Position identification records
** BEGIN **

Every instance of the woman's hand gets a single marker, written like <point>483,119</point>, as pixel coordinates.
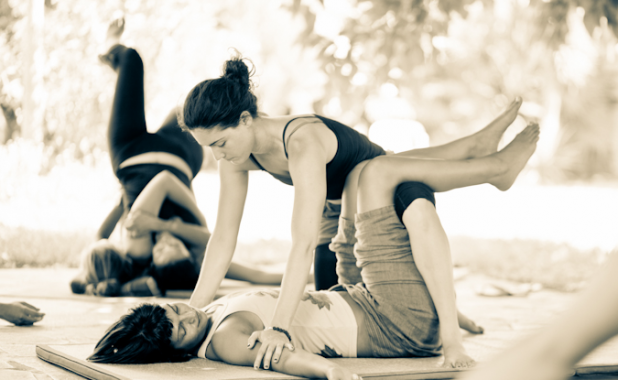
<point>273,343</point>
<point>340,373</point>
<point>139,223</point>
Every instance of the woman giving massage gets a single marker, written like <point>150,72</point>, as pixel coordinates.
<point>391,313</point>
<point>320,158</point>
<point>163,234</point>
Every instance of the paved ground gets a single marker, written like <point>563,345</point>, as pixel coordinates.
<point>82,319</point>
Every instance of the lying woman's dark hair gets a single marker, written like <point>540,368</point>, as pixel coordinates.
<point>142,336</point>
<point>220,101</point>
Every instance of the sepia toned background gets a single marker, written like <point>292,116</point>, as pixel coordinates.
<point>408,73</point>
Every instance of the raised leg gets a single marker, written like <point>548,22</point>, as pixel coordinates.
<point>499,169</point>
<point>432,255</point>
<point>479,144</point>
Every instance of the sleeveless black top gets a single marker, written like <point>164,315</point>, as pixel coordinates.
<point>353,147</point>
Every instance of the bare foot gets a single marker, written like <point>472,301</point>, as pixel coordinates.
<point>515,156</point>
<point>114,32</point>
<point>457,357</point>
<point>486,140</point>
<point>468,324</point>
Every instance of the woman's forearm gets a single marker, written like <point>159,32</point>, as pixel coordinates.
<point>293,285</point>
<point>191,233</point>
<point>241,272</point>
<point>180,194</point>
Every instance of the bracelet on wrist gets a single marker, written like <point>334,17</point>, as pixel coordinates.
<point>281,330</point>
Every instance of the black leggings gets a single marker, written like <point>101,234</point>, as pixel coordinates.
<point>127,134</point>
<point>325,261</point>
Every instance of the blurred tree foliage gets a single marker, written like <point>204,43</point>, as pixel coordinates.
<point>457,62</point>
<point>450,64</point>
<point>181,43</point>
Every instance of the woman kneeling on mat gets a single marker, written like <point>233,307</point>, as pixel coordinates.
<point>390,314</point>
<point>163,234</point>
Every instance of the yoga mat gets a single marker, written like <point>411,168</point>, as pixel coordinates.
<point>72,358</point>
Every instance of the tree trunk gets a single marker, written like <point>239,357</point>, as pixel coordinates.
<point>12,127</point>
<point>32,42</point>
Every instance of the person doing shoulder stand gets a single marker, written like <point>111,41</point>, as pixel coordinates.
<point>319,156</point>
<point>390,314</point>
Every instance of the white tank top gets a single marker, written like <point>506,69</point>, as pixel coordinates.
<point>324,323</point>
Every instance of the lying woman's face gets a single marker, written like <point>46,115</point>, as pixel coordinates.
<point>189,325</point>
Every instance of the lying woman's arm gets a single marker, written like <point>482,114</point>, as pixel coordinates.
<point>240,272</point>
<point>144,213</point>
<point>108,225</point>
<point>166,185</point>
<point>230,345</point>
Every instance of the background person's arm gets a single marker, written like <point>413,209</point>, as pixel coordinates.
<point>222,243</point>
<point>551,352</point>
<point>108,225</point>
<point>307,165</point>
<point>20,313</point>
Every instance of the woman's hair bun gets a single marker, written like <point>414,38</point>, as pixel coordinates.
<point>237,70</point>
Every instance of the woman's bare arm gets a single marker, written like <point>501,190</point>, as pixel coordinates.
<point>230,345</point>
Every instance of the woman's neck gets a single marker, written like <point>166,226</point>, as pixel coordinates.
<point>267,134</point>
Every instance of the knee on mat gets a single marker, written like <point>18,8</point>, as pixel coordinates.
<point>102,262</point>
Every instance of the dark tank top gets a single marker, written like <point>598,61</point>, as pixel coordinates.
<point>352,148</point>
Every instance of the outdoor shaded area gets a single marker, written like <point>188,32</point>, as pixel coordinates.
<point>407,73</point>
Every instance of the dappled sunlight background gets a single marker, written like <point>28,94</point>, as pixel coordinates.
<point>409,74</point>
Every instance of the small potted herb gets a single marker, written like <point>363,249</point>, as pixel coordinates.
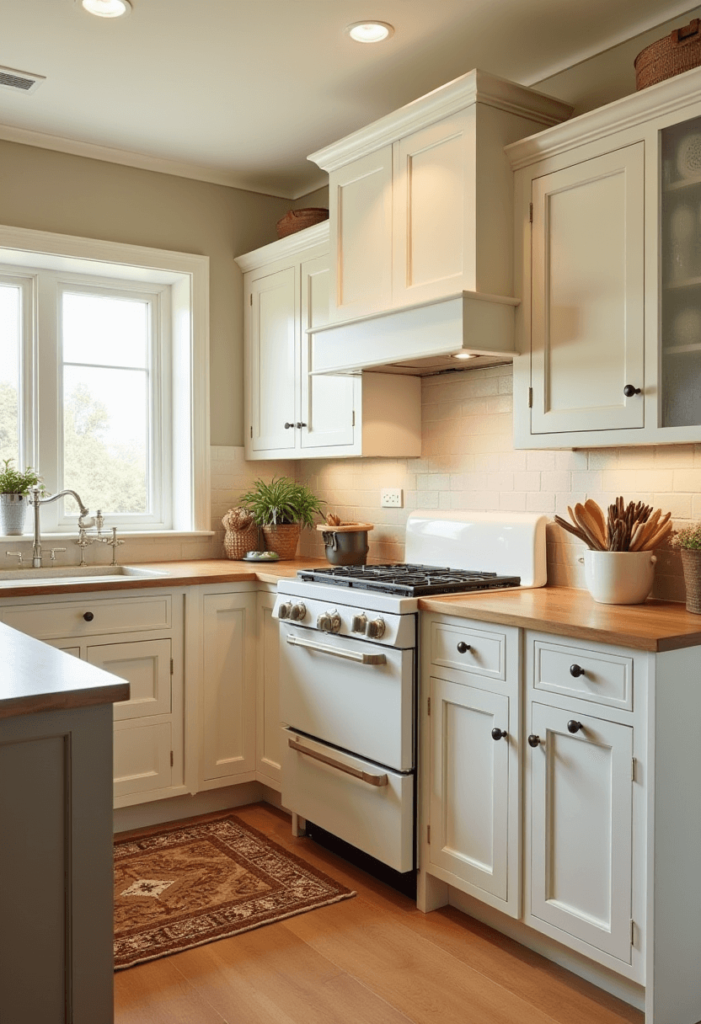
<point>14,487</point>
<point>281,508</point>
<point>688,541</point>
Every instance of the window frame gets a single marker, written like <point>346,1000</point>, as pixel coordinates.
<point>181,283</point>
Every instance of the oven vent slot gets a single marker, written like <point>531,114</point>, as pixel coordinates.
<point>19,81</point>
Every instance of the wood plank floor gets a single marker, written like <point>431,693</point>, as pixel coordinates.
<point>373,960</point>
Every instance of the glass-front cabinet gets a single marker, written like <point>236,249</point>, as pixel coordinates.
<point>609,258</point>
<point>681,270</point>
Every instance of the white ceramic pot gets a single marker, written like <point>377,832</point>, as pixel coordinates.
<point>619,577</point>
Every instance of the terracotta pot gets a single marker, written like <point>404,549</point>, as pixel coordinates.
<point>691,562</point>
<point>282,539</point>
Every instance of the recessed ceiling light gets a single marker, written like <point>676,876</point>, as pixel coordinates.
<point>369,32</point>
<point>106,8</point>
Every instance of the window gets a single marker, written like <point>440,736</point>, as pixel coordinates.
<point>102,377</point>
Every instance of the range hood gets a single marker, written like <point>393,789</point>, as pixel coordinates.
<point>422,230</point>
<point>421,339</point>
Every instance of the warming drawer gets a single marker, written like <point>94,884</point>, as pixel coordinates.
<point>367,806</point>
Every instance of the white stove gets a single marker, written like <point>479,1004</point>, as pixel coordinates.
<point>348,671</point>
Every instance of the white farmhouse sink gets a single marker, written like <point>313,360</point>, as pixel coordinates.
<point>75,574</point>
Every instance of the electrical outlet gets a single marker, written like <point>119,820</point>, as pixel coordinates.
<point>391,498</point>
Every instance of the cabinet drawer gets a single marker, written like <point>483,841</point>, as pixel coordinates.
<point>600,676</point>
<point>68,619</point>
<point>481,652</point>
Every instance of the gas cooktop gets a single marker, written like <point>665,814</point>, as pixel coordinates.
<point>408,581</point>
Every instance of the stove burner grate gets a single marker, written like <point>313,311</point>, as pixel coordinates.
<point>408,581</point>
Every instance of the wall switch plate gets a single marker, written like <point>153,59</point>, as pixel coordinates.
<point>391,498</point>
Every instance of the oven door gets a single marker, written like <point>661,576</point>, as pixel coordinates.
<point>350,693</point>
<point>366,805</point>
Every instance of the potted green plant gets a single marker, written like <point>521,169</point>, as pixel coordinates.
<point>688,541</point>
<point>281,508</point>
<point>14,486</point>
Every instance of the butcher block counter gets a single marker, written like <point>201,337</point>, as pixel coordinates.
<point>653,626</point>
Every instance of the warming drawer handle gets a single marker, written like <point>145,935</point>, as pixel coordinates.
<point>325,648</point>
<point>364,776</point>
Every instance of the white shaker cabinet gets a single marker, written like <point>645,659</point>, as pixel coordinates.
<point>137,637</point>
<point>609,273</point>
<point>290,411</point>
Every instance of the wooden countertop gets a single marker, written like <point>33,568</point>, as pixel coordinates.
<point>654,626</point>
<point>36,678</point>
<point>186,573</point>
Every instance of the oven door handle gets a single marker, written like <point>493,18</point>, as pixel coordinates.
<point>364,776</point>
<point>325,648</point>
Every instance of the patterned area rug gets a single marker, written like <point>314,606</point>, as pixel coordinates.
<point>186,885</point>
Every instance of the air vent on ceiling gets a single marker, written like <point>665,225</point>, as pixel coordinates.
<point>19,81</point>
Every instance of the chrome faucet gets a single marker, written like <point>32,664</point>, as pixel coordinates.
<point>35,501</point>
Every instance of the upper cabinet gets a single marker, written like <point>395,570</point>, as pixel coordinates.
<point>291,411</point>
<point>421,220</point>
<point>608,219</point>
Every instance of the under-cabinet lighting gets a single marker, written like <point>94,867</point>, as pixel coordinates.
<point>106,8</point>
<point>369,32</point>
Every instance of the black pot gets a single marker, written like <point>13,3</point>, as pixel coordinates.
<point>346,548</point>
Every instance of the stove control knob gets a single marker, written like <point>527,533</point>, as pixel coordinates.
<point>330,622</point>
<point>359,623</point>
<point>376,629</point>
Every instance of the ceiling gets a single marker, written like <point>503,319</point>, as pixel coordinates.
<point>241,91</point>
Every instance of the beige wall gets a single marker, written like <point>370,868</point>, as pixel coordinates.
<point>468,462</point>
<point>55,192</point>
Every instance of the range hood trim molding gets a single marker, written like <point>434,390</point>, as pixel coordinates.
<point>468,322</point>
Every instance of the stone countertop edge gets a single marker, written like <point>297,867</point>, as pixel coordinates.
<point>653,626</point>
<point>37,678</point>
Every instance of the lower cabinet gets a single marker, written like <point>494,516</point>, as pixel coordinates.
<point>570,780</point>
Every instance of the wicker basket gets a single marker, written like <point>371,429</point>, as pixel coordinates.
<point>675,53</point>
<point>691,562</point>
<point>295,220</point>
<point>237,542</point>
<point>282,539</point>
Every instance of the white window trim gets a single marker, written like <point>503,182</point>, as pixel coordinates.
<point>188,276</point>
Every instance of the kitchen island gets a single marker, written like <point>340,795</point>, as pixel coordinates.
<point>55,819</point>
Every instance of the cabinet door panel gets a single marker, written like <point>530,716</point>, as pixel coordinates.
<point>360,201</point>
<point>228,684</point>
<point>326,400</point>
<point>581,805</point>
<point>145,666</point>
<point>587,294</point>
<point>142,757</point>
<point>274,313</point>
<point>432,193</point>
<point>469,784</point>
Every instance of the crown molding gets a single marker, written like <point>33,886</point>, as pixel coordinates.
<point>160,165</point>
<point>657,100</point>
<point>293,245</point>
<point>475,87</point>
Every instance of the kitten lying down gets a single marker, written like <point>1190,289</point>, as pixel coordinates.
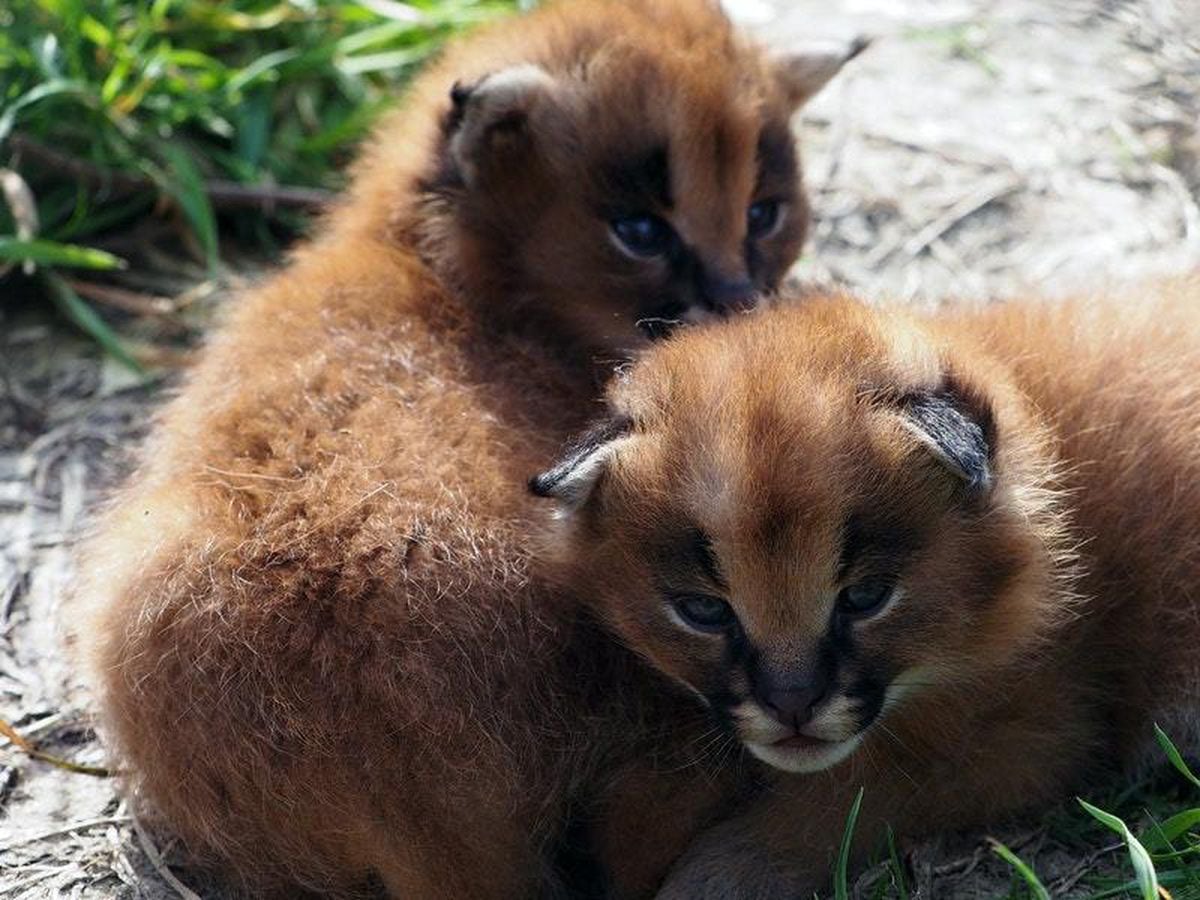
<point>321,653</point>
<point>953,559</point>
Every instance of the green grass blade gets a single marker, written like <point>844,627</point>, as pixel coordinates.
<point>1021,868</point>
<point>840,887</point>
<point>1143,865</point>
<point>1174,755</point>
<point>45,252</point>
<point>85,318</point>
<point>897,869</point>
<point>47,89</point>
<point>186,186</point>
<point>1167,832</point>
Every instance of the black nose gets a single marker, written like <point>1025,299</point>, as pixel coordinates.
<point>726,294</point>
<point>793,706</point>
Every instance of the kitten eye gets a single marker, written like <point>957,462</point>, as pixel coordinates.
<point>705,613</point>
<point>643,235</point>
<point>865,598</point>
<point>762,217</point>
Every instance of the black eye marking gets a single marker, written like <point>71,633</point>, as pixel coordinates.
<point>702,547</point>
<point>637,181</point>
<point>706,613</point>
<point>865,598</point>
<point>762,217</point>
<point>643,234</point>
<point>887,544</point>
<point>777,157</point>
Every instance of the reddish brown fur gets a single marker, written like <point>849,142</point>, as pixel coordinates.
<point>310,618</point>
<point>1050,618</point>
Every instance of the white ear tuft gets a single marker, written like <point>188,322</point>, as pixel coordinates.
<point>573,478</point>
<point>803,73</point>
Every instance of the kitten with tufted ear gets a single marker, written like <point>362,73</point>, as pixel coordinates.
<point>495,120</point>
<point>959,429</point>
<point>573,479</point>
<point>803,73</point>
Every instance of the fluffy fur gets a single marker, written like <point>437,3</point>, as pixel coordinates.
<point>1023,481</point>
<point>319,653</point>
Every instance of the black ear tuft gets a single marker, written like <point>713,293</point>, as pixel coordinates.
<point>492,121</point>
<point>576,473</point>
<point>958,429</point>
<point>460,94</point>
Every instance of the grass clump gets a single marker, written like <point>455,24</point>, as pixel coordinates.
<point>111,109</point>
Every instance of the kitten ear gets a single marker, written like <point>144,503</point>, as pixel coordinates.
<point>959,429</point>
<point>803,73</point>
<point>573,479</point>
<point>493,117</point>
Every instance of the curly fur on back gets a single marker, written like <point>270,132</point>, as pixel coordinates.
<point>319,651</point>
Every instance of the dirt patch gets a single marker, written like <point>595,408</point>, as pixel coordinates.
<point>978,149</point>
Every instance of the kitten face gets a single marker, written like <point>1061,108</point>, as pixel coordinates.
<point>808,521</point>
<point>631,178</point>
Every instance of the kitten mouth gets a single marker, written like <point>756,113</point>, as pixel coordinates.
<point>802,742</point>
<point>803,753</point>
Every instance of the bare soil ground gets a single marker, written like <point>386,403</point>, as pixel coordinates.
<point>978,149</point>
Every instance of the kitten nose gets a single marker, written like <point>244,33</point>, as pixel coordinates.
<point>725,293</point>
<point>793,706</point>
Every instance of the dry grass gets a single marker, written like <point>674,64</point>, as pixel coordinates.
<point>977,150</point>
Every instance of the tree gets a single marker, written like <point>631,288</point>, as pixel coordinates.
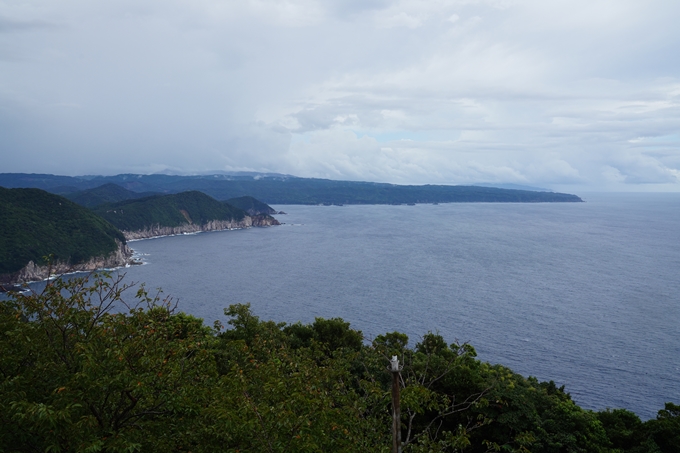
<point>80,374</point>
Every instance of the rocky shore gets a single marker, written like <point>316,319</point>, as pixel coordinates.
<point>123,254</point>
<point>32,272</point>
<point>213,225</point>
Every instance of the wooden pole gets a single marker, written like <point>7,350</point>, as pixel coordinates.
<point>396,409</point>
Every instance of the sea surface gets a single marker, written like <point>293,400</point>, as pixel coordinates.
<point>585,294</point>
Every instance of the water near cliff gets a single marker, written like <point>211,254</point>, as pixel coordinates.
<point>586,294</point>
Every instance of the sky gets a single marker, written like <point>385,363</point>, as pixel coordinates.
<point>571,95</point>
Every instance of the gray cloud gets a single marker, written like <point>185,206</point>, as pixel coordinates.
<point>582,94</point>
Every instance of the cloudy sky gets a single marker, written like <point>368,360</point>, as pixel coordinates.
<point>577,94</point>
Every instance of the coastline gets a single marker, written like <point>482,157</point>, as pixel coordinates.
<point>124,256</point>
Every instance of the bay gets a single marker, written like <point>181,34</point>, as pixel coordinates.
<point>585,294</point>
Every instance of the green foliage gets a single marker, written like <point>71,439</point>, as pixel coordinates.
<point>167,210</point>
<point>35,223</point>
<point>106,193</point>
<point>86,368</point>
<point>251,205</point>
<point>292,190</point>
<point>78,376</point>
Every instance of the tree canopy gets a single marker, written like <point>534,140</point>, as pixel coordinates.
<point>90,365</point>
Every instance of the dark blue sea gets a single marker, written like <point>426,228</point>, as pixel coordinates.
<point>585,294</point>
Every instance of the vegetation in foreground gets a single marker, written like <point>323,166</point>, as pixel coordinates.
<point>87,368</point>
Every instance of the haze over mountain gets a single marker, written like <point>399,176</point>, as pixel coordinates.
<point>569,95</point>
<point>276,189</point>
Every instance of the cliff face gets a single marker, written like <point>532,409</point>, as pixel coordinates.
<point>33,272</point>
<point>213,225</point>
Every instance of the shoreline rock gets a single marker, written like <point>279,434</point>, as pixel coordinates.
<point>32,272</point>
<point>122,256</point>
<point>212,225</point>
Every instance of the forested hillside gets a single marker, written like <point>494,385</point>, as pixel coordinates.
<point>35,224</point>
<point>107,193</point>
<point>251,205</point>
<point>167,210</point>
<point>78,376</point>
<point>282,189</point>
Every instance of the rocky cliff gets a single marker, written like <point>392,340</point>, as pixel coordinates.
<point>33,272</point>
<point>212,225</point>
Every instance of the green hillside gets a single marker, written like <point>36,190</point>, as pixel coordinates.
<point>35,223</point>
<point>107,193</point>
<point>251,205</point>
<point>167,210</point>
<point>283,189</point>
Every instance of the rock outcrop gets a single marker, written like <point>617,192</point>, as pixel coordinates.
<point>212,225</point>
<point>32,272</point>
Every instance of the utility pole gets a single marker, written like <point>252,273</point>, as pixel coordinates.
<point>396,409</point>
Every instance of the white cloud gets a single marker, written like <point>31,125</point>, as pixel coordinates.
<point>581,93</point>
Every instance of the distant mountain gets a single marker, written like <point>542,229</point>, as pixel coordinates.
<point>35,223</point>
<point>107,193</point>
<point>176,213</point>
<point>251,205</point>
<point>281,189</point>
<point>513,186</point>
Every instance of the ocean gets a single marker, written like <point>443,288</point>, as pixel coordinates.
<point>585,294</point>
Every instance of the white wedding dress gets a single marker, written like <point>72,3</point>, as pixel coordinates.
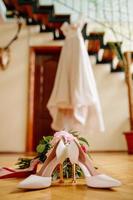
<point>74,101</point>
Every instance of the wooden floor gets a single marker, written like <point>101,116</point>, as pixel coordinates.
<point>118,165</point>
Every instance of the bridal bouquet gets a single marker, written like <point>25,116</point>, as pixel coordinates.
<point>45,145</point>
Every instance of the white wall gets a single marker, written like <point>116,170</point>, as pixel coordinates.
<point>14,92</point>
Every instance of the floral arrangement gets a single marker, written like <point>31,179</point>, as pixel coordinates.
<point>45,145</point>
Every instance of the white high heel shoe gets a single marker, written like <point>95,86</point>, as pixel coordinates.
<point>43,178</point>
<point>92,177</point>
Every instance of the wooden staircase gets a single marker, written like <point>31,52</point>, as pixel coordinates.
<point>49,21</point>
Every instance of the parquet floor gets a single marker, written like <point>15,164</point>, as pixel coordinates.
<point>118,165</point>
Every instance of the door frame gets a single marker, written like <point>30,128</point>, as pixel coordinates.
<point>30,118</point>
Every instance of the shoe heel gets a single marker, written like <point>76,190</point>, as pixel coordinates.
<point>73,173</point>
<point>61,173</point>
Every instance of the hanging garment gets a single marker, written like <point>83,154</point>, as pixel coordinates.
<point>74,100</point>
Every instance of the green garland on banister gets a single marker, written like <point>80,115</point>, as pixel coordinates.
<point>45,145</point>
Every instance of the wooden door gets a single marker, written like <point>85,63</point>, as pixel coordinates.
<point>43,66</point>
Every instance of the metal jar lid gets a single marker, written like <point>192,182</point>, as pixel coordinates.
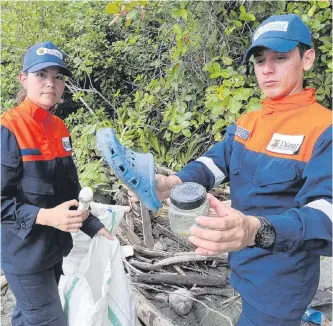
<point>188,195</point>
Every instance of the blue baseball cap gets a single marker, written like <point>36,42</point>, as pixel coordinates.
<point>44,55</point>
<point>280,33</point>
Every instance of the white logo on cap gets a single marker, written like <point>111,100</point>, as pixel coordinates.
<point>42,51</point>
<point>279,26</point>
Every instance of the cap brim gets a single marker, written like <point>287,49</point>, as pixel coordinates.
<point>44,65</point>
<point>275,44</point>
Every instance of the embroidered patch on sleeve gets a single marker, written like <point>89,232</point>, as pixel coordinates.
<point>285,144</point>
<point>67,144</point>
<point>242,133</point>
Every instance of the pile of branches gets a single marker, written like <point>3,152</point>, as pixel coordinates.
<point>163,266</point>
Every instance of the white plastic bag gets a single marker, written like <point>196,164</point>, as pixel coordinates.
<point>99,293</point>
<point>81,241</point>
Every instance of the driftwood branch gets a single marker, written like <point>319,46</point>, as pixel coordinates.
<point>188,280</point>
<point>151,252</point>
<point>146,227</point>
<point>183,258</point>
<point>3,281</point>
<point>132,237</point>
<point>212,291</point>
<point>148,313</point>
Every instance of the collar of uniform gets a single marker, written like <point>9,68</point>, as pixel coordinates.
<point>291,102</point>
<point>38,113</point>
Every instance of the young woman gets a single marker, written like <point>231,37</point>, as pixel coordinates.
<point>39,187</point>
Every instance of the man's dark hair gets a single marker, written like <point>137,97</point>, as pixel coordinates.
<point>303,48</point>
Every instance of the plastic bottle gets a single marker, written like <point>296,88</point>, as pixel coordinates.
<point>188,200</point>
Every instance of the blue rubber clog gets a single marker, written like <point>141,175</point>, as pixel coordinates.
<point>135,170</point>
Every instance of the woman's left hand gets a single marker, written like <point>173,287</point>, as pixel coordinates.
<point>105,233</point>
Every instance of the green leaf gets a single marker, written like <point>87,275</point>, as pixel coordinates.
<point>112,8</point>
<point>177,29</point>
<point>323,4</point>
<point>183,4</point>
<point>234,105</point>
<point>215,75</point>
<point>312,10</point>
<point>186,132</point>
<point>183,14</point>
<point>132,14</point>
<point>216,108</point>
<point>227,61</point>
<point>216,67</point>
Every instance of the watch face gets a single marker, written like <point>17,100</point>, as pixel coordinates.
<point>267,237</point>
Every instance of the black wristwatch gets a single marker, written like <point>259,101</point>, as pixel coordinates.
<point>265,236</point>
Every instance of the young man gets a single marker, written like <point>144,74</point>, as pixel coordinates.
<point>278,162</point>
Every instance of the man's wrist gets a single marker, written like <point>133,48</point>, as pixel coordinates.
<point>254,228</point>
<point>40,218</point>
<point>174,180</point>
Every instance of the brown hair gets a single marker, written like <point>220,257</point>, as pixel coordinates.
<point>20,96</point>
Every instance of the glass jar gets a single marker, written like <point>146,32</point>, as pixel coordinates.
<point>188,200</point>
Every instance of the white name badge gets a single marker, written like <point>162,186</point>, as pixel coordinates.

** END **

WHAT NEEDS TO BE DONE:
Return the lines starting at the one that contains "Every instance of the wooden door" and ending at the one that contains "<point>275,44</point>", copied exactly, with any pictures left out.

FULL ANSWER:
Every instance of the wooden door gets a single marker, written like <point>85,63</point>, as pixel coordinates.
<point>43,66</point>
Every instance of the metal jar lid gets a single marker, written like <point>192,182</point>, as pixel coordinates.
<point>188,195</point>
Every instance of the blue baseball cap gets a single marker, written like <point>36,42</point>, as pixel coordinates.
<point>44,55</point>
<point>280,33</point>
Every instance of the white logo on cap gets a single marker, written like <point>111,100</point>, as pixel coordinates.
<point>42,51</point>
<point>279,26</point>
Every instance of the cap brim gets a single marker, written like <point>287,49</point>, as pixel coordinates.
<point>44,65</point>
<point>275,44</point>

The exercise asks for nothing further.